## What the exercise asks
What lines in this listing contain the string "below"? Report each one by copying it.

___

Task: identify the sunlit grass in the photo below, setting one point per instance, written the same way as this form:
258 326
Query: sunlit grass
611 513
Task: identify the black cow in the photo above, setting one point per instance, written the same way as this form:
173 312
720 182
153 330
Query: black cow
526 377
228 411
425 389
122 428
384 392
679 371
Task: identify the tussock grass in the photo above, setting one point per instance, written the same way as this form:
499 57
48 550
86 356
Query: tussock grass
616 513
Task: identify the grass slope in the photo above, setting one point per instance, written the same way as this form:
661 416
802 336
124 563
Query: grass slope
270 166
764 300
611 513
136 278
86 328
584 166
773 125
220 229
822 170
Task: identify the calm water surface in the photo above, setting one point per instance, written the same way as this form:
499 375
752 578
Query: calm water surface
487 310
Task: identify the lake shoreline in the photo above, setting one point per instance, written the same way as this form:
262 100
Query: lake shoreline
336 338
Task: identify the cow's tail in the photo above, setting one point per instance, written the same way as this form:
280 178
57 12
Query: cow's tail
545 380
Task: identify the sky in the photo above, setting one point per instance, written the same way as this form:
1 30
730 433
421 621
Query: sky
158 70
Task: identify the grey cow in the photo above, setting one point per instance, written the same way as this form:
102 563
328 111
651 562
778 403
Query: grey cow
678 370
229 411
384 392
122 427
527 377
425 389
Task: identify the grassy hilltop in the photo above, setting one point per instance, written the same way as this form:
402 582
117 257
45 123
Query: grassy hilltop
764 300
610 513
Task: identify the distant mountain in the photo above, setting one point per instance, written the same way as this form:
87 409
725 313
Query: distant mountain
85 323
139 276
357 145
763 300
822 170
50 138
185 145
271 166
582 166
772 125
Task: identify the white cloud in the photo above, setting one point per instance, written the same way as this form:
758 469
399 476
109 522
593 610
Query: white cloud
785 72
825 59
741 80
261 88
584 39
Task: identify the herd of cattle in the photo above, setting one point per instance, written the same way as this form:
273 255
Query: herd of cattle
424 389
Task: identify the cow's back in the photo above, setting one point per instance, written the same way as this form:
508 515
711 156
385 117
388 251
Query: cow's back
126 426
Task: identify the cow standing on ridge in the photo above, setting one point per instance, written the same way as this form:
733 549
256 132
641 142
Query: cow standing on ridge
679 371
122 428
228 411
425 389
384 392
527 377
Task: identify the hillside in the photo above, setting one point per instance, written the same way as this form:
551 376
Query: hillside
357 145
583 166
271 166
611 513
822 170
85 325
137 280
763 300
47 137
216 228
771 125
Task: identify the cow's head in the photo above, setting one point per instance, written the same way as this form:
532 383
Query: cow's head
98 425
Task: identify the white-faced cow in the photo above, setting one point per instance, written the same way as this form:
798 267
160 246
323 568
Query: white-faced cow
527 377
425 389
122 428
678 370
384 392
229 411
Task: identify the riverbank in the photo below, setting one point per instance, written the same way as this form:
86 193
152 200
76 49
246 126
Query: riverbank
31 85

___

## Answer to the exercise
Task: identify the sunlit grass in the photo below, setting one point per instance, written the same way as this form:
Task: identify the riverbank in the photo below, setting one point per instance, written the same way as this form:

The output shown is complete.